### EXERCISE INSTRUCTIONS
Render every line of the items below as a numbered list, omitting blank lines.

### DATA
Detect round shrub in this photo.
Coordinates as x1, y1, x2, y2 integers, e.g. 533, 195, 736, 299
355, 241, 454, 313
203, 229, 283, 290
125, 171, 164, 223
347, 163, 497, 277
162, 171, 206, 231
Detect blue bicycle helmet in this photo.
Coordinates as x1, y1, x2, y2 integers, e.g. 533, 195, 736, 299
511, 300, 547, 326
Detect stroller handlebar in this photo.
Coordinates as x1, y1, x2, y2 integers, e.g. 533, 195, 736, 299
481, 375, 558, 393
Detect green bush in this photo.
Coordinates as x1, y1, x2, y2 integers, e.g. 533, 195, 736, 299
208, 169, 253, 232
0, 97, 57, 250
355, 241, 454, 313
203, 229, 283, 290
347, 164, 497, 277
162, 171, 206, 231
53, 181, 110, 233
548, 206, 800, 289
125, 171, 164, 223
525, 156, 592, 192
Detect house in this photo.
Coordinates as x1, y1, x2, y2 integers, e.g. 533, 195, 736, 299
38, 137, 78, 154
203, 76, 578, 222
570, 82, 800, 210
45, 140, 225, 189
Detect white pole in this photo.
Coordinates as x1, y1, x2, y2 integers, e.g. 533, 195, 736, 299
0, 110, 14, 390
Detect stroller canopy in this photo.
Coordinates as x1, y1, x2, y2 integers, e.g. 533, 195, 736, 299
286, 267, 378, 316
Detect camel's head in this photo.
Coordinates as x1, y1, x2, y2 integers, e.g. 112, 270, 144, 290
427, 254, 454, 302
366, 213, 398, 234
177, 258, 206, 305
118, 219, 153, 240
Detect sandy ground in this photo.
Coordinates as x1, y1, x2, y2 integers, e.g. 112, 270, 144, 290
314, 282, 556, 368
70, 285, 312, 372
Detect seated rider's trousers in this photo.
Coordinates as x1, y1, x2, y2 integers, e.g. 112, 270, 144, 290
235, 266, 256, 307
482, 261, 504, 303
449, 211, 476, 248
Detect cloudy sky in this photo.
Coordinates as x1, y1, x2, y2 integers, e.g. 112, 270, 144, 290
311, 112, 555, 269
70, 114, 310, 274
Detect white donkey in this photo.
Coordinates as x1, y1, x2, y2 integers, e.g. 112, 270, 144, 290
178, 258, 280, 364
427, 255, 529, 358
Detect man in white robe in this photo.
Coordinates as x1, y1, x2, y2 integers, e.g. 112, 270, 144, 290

### ANSWER TO THE TASK
1. Detect round shrub in this photo.
2. Coordinates as x1, y1, x2, y2 integers, e.g. 533, 195, 736, 299
3. 355, 241, 454, 313
4. 203, 229, 283, 290
5. 125, 171, 164, 223
6. 347, 163, 497, 277
7. 162, 171, 206, 231
8. Detect blue bicycle helmet in this photo.
9. Coordinates as x1, y1, x2, y2 integers, e.g. 533, 195, 736, 299
10. 511, 300, 547, 326
11. Detect stroller handlebar in this photo.
12. Coordinates as x1, y1, x2, y2 integers, e.g. 533, 195, 736, 299
13. 481, 375, 558, 393
14. Detect green bush in this photo.
15. Coordinates as x1, y1, x2, y2 integers, e.g. 533, 195, 736, 299
16. 208, 169, 253, 232
17. 0, 97, 57, 250
18. 355, 241, 454, 313
19. 203, 229, 283, 290
20. 347, 164, 497, 277
21. 162, 171, 206, 231
22. 53, 181, 110, 233
23. 548, 206, 800, 289
24. 125, 171, 164, 223
25. 525, 156, 592, 192
26. Detect house in this photo.
27. Coordinates as x1, y1, x2, y2 integers, e.g. 533, 195, 736, 299
28. 38, 137, 78, 154
29. 203, 76, 578, 222
30. 570, 82, 800, 210
31. 45, 140, 225, 189
32. Detect white pole in this photo.
33. Coordinates as x1, y1, x2, y2 integers, e.g. 533, 195, 736, 299
34. 0, 110, 14, 390
35. Detect stroller canopy in this photo.
36. Coordinates as x1, y1, x2, y2 integers, e.g. 533, 195, 736, 299
37. 286, 267, 378, 316
38. Detect camel's head in this photo.
39. Coordinates as x1, y1, x2, y2 integers, e.g. 112, 270, 144, 290
40. 427, 254, 454, 302
41. 366, 213, 398, 234
42. 177, 258, 206, 305
43. 118, 219, 153, 240
44. Detect sandy ground in this photo.
45. Coordinates as x1, y1, x2, y2 integers, e.g. 112, 270, 144, 290
46. 314, 282, 556, 368
47. 70, 285, 312, 372
48. Detect seated rider's trousers in this photo.
49. Coordinates as x1, y1, x2, y2 integers, e.g. 112, 270, 144, 290
50. 235, 266, 256, 307
51. 482, 261, 504, 303
52. 449, 211, 476, 248
53. Detect cloudy sky in this photo.
54. Coordinates as x1, y1, x2, y2 integers, e.g. 112, 270, 144, 290
55. 311, 112, 555, 269
56. 70, 114, 310, 274
57. Detect white donkey in this photo.
58. Coordinates as x1, y1, x2, y2 integers, e.g. 112, 270, 144, 290
59. 178, 258, 280, 364
60. 427, 255, 529, 358
61. Detect man in white robe in this photo.
62. Coordinates as x1, y1, x2, y2 integers, e.g. 112, 270, 144, 290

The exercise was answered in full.